課題文: アニメ評の文章のうち、「そして、小佐内ゆきというキャ」で始まり「何か事情があるのでしょうか?」で終わる部分を、一字も変えずに書き写せ。

提示文:
5話 シリーズの中で出来が良い作品。冬服に戸惑わない方がいいです。

{netabare} この「伯林あげぱん」の話は日常系推理としての出来が良く、与えられた素材から推理される内容もその推理が必要で小鳩が巻き込まれる過程も、自然に描けていたかなと思います。「氷菓」の面白さに匹敵するコミカルな感じも良かったと思います。

 そして、小佐内ゆきというキャラの性格というか行動原理が適格に表現されていて、そこの使い方が見事です。話の導入として読者の疑問を掻き立てるのが非常に上手かったです。加えて堂島が新聞部ということも活用できています。

 ただ、少し画面から違和感を感じないでしょうか?5月の設定なのにどう見ても冬の印象を持つ作画、美術、色彩になってませんか?
 直接推理にも話の面白さにも引っ掛からないのでネタバレすると、本話は「巴里マカロンの謎」に収録されていて、時間軸でいえば1年生の冬になります。(追記 さっきまで2年の冬だと思ってましたが、原作確認したら間違っていました)

 この話は本来原作では1年生の年末に近い時期の話で、「春季限定」と「夏季限定」の間の話になります。それがアニメだと小鳩はいきなり2年A組になっています。春と夏の間という時間軸は変わらないのですが、部室のホワイトボードは「5月」と表示されています。つまり、無理やり2年生の5月の話だと改変しています。
(追記 そうそう、なぜ仲良くなさそうな新聞部でこんなことをしたかと言えば、原作では年末の取材の一環でした。ベルリーナー・プファンクーヘンはドイツでは大晦日または2月の謝肉祭に食べられることが多いそうです。それは調べないとわからないのでまあいいでしょう)
 
 話そのものに影響はないのです。ですが、5月なのに画面が寒々しく全員がきっちり制服を着ています。部室の窓もしまっています。午後4時45分なのに夕日になっています。つまり、冬のつもりで作っている人、5月のつもりで作っている人が混在しているような不思議な画面になっています。これは何か事情があるのでしょうか?

 その画面上の不自然さはおいて置いて、これを説明というか何もなくいきなりここに差し込むのは、アニメとして効果的かどうかは疑問です。まあ、これから「夏季限定」が始まるので2年生にいきなりなっていると戸惑うので、無理やりここにいれたのでしょう。ただ、アニメとして説明が不十分すぎます。

項目一覧:
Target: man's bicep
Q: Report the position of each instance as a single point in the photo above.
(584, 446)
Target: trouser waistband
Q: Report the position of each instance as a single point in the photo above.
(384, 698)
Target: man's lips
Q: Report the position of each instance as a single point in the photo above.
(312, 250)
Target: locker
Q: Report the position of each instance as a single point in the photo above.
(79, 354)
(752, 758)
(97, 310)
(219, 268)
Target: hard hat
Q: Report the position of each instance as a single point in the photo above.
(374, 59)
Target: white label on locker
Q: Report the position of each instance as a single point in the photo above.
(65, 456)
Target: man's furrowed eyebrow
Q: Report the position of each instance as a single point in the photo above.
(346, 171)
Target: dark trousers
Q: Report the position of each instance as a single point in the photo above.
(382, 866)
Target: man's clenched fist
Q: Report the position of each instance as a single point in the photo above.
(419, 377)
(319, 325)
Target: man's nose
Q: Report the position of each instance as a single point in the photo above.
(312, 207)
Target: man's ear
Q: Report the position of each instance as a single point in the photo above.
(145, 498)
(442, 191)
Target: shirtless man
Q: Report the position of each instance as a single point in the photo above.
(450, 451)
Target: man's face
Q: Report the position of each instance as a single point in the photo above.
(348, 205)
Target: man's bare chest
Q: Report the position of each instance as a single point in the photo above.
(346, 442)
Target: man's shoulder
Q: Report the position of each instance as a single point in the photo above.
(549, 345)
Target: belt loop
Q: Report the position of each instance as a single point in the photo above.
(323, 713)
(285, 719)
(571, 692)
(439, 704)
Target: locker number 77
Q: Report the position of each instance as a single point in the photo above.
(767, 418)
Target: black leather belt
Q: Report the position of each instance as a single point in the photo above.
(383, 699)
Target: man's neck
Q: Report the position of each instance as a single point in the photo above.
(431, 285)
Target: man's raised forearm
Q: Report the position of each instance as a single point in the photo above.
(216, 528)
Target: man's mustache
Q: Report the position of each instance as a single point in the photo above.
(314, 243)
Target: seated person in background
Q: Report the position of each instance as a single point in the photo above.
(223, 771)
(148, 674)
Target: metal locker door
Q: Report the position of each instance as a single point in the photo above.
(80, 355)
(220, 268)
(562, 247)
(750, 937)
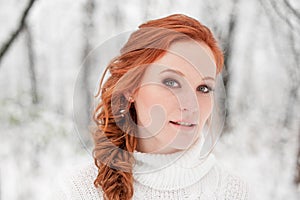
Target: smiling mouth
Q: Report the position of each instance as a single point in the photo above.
(183, 124)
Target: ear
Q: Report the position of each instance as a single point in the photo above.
(128, 95)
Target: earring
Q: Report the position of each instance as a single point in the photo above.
(122, 112)
(130, 99)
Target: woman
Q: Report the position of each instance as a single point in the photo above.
(151, 119)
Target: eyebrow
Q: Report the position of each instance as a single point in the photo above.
(181, 74)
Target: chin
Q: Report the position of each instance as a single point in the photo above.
(183, 143)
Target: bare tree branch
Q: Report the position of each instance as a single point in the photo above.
(294, 11)
(16, 33)
(32, 71)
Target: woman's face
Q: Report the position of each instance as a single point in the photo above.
(175, 98)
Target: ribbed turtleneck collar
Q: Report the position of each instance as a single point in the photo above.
(172, 171)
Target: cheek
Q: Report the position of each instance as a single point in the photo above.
(153, 103)
(206, 107)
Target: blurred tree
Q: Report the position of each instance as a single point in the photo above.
(18, 30)
(88, 36)
(289, 16)
(31, 59)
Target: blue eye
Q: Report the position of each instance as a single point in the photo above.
(171, 83)
(204, 89)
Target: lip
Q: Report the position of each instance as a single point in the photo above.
(182, 127)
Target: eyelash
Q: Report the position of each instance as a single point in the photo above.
(209, 89)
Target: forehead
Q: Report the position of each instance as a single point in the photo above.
(191, 58)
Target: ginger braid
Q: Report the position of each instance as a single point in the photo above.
(115, 134)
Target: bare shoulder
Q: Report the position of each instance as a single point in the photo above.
(232, 186)
(78, 183)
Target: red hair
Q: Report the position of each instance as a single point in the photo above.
(114, 137)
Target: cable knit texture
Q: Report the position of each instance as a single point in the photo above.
(157, 176)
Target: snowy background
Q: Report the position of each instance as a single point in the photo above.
(40, 69)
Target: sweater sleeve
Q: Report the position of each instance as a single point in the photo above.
(77, 185)
(235, 188)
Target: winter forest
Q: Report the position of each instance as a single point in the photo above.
(47, 50)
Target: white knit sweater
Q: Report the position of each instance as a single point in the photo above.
(168, 176)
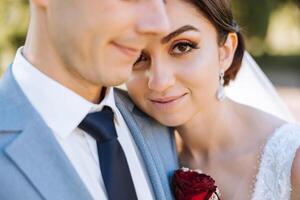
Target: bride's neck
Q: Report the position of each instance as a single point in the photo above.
(212, 130)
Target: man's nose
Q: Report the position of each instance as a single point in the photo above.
(153, 18)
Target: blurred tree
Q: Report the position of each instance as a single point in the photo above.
(254, 17)
(14, 17)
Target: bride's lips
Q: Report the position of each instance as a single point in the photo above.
(128, 51)
(168, 102)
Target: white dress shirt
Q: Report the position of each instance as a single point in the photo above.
(63, 110)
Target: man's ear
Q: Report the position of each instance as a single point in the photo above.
(40, 3)
(227, 50)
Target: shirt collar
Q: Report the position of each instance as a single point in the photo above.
(61, 108)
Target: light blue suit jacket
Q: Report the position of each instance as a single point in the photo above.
(33, 166)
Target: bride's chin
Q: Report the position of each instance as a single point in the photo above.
(171, 121)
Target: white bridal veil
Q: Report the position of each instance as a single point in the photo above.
(253, 88)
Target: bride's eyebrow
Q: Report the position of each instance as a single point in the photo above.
(180, 30)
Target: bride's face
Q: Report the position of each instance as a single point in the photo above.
(177, 76)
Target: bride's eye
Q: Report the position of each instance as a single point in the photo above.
(183, 47)
(142, 61)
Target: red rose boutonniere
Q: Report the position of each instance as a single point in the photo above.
(194, 185)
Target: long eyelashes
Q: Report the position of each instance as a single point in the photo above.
(183, 47)
(177, 49)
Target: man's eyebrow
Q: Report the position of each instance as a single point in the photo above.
(180, 30)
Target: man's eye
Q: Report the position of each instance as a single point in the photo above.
(183, 47)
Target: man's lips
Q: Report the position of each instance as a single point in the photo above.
(129, 51)
(165, 100)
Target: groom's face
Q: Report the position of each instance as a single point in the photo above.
(99, 40)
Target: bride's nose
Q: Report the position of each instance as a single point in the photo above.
(160, 77)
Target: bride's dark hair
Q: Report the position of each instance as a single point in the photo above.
(219, 13)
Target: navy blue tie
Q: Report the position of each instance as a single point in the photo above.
(114, 167)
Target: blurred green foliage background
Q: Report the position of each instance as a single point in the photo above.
(272, 29)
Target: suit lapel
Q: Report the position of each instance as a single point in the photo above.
(34, 150)
(142, 132)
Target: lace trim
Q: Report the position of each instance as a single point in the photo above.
(273, 178)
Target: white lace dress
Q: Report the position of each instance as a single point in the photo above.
(273, 181)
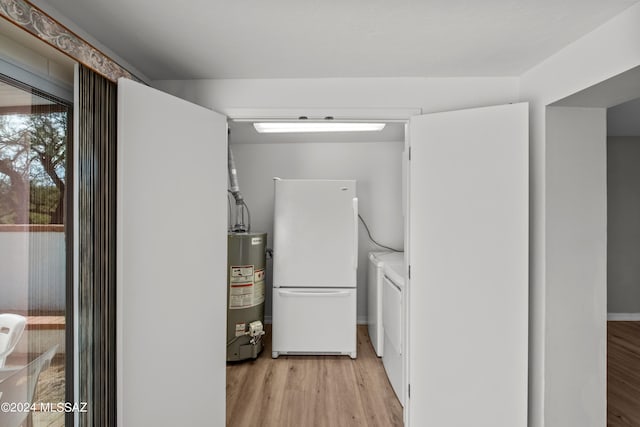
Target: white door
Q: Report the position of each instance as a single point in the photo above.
(171, 260)
(468, 257)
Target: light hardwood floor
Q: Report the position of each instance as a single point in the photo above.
(310, 391)
(623, 374)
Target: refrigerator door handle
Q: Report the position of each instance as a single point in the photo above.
(354, 205)
(312, 293)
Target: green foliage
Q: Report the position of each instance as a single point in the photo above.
(33, 166)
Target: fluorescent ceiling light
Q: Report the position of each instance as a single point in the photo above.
(304, 126)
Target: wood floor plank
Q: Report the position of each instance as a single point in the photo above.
(313, 391)
(623, 374)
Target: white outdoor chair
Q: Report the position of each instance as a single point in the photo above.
(19, 389)
(11, 328)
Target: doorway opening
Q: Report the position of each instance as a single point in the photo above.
(578, 241)
(623, 271)
(306, 387)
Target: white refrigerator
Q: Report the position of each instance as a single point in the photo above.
(315, 259)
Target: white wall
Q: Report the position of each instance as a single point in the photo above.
(623, 230)
(611, 49)
(377, 167)
(575, 385)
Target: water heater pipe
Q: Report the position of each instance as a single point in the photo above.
(233, 179)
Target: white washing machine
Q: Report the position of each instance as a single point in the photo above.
(393, 286)
(375, 278)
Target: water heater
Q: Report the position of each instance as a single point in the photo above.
(246, 254)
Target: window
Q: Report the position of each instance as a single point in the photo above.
(35, 150)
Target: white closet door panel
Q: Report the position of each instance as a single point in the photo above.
(171, 255)
(468, 254)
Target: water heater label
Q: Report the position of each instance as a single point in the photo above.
(240, 327)
(246, 286)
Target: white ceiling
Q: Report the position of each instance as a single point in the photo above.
(332, 38)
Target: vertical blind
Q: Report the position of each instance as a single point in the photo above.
(97, 247)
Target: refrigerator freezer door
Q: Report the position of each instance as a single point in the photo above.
(315, 233)
(314, 321)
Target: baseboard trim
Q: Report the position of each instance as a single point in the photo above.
(362, 320)
(628, 317)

解答:
そして、小佐内ゆきというキャラの性格というか行動原理が適格に表現されていて、そこの使い方が見事です。話の導入として読者の疑問を掻き立てるのが非常に上手かったです。加えて堂島が新聞部ということも活用できています。

 ただ、少し画面から違和感を感じないでしょうか?5月の設定なのにどう見ても冬の印象を持つ作画、美術、色彩になってませんか?
 直接推理にも話の面白さにも引っ掛からないのでネタバレすると、本話は「巴里マカロンの謎」に収録されていて、時間軸でいえば1年生の冬になります。(追記 さっきまで2年の冬だと思ってましたが、原作確認したら間違っていました)

 この話は本来原作では1年生の年末に近い時期の話で、「春季限定」と「夏季限定」の間の話になります。それがアニメだと小鳩はいきなり2年A組になっています。春と夏の間という時間軸は変わらないのですが、部室のホワイトボードは「5月」と表示されています。つまり、無理やり2年生の5月の話だと改変しています。
(追記 そうそう、なぜ仲良くなさそうな新聞部でこんなことをしたかと言えば、原作では年末の取材の一環でした。ベルリーナー・プファンクーヘンはドイツでは大晦日または2月の謝肉祭に食べられることが多いそうです。それは調べないとわからないのでまあいいでしょう)
 
 話そのものに影響はないのです。ですが、5月なのに画面が寒々しく全員がきっちり制服を着ています。部室の窓もしまっています。午後4時45分なのに夕日になっています。つまり、冬のつもりで作っている人、5月のつもりで作っている人が混在しているような不思議な画面になっています。これは何か事情があるのでしょうか?